# Goal
Render the rows below as a JSON list of strings, one string per line with blank lines left out, starting at the line that contains "Where can the leopard" and ending at the line that contains "<point>46,265</point>". Include both of those lines.

════════════════════

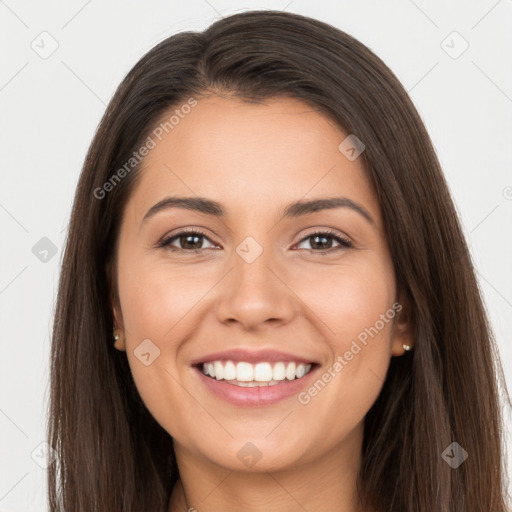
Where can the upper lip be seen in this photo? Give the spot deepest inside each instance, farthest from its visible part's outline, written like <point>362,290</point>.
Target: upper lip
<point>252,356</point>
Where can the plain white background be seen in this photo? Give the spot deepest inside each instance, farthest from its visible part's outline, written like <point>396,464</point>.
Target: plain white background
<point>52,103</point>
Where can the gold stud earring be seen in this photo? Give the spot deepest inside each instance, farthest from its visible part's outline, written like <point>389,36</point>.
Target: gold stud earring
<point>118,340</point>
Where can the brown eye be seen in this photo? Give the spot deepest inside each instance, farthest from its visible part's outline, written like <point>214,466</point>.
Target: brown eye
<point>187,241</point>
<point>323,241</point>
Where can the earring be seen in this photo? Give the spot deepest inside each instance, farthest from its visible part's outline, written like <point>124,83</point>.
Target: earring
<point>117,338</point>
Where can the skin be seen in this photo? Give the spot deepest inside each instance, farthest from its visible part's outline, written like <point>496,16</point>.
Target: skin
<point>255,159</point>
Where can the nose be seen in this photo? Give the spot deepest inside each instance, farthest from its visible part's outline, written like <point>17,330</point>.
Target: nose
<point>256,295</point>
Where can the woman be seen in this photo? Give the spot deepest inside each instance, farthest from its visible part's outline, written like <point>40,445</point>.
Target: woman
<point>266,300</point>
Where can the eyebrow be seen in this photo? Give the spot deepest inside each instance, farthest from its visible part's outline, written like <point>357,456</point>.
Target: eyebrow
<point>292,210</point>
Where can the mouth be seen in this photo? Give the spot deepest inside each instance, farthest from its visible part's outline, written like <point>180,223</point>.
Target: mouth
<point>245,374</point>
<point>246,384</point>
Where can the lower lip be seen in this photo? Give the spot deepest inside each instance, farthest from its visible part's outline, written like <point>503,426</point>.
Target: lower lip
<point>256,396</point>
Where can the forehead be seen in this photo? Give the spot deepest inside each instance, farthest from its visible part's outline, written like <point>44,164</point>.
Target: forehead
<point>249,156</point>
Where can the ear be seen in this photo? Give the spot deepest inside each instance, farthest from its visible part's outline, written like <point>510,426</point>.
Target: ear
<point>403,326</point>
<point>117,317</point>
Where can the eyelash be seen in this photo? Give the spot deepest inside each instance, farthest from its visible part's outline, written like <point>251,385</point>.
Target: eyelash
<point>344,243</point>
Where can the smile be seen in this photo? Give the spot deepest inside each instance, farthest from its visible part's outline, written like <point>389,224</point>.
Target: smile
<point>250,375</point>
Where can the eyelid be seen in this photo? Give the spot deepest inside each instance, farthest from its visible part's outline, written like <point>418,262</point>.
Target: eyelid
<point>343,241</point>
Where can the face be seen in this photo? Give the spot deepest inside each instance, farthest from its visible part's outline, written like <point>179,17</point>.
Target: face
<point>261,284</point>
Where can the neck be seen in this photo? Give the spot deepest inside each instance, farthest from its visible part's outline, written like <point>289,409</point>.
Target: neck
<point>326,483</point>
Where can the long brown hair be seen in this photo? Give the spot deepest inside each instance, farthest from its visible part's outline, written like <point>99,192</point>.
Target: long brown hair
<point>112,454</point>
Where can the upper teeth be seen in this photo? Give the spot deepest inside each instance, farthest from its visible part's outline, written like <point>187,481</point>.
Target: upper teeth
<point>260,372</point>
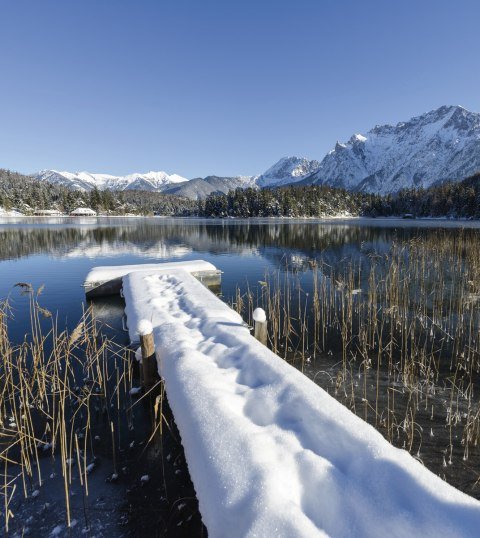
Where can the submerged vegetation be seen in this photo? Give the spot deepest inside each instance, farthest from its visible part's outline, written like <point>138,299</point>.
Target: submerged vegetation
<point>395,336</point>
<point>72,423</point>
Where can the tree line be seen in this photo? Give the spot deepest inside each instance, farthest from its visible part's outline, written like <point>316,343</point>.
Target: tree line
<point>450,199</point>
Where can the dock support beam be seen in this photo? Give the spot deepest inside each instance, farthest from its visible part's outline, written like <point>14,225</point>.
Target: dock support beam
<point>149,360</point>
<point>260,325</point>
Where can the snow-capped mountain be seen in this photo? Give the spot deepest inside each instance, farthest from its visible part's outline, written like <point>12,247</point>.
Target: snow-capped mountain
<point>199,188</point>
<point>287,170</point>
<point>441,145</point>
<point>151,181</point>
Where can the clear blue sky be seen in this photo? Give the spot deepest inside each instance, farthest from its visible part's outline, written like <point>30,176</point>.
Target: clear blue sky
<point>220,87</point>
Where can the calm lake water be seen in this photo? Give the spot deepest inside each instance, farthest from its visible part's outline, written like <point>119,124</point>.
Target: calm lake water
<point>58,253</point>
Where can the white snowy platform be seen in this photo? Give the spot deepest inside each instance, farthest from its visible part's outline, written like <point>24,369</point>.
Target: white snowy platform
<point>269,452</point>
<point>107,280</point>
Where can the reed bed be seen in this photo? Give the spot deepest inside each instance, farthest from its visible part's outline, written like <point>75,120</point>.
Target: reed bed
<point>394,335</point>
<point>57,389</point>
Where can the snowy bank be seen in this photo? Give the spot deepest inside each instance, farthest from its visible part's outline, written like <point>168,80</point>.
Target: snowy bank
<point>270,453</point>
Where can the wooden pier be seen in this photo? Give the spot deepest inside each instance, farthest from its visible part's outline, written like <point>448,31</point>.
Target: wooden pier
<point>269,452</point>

════════════════════

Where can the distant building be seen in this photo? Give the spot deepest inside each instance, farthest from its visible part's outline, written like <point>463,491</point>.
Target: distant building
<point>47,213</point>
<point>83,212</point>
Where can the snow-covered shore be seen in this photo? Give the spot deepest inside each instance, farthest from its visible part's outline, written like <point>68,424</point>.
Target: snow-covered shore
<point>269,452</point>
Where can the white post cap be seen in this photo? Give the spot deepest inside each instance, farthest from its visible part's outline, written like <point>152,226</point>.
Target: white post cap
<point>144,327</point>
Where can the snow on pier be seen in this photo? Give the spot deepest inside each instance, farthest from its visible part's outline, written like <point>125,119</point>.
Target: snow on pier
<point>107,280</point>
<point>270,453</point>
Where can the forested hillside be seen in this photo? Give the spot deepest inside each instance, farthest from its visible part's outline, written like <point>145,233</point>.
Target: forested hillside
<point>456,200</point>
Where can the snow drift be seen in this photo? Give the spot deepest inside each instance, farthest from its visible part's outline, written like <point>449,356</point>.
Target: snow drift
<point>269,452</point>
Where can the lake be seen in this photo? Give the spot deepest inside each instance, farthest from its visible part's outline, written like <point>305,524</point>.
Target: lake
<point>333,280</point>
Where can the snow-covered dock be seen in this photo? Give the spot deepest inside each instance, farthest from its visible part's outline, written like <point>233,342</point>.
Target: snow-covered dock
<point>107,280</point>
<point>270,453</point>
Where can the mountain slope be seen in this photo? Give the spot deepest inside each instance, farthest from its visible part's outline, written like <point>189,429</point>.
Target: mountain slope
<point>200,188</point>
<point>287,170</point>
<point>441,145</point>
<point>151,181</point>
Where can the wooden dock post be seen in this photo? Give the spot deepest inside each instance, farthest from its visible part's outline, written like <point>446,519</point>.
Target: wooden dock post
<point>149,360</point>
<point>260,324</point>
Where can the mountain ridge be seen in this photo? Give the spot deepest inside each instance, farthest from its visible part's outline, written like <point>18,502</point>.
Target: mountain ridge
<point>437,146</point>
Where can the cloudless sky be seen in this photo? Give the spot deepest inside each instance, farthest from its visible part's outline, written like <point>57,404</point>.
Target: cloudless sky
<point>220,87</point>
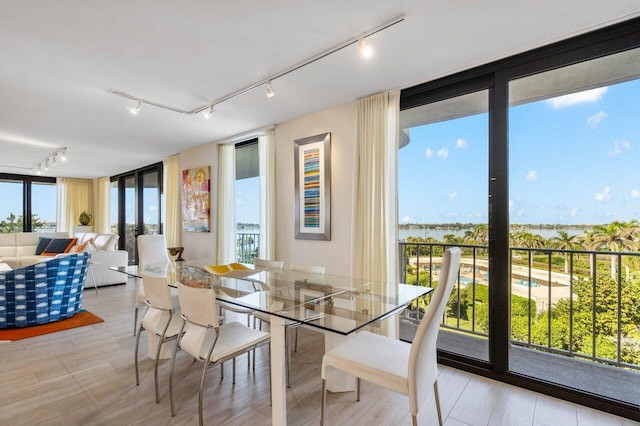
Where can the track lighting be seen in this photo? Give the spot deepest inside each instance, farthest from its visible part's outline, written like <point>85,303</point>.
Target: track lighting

════════════════════

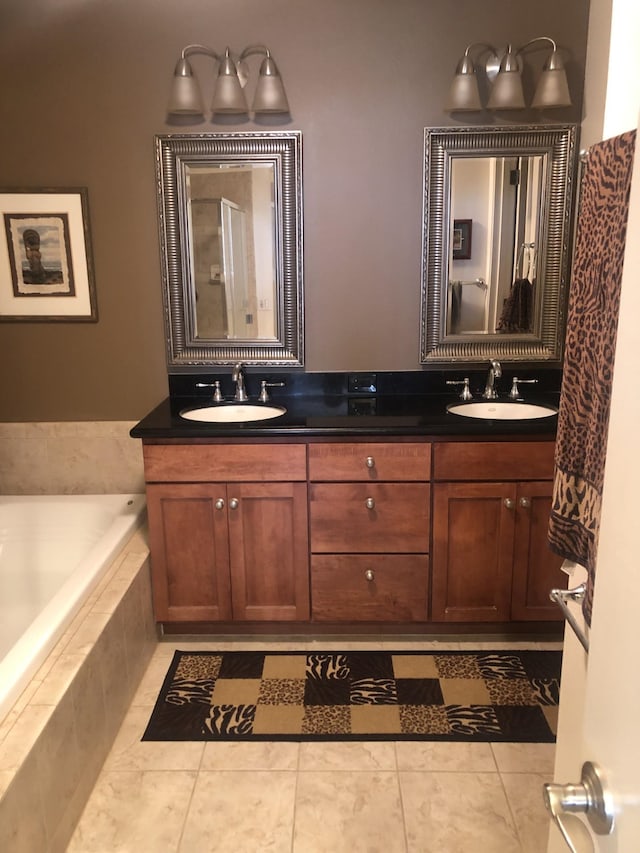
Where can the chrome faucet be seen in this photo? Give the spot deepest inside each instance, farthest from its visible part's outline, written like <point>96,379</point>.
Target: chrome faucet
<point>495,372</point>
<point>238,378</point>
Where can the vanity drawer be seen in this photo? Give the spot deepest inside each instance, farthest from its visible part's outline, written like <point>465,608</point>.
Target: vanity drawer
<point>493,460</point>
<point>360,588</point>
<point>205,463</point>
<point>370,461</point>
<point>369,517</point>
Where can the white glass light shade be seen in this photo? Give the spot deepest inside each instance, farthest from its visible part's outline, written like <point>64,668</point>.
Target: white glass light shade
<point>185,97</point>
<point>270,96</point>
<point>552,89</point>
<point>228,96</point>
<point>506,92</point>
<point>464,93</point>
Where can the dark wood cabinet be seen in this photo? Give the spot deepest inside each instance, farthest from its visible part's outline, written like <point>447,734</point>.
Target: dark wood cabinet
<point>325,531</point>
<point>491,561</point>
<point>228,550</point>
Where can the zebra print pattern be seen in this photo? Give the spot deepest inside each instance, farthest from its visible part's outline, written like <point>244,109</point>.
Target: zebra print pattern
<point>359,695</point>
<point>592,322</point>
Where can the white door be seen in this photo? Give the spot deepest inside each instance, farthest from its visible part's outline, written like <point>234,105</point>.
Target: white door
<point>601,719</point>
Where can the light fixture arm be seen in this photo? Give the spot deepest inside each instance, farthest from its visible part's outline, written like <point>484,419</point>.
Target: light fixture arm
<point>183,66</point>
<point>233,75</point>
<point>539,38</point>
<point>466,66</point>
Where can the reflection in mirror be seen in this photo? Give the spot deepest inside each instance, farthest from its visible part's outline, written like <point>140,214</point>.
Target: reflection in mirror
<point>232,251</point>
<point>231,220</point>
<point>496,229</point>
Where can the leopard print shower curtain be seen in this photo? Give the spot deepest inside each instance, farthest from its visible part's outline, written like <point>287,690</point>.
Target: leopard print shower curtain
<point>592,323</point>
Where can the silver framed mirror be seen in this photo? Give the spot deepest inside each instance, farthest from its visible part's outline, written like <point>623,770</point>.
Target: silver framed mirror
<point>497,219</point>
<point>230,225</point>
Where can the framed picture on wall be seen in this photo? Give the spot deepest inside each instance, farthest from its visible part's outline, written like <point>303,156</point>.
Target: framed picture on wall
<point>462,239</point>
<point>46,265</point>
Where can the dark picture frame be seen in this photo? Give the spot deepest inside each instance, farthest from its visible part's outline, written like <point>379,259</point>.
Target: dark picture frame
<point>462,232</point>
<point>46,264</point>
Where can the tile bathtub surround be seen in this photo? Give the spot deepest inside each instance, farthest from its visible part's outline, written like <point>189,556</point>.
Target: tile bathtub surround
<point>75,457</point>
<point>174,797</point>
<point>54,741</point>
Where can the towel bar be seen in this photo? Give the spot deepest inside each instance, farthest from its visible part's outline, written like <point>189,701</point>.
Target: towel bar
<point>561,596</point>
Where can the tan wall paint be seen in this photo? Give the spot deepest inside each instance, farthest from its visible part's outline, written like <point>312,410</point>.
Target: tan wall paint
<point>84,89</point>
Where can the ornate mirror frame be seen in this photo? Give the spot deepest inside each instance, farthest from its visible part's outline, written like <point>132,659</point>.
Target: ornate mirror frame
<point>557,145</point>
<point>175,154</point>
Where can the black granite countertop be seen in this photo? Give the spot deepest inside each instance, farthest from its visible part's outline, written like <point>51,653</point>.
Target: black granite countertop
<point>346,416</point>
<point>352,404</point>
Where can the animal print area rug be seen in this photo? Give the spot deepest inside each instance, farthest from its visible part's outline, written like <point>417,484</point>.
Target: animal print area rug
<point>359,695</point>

════════════════════

# Task answer
[
  "Where can the leopard print shower curtain be seen in this photo? Give the spot deepest inside each instance, farthest from its visible part's outline, written like <point>287,690</point>.",
  "Target: leopard print shower curtain",
  "<point>592,323</point>",
  "Where can the silver framed mirror be seen in this photo? Give the spot deepest inside each instance, farthest from its visible part's outline, written like <point>623,770</point>.",
  "Target: silver framed mirror",
  "<point>497,219</point>",
  "<point>230,225</point>",
  "Where can the framed picture on wall be seen in this photo? Give the spot deepest inside each instance, farthest from its visible part's outline, written like <point>303,156</point>.",
  "Target: framed picture on wall",
  "<point>462,239</point>",
  "<point>46,265</point>"
]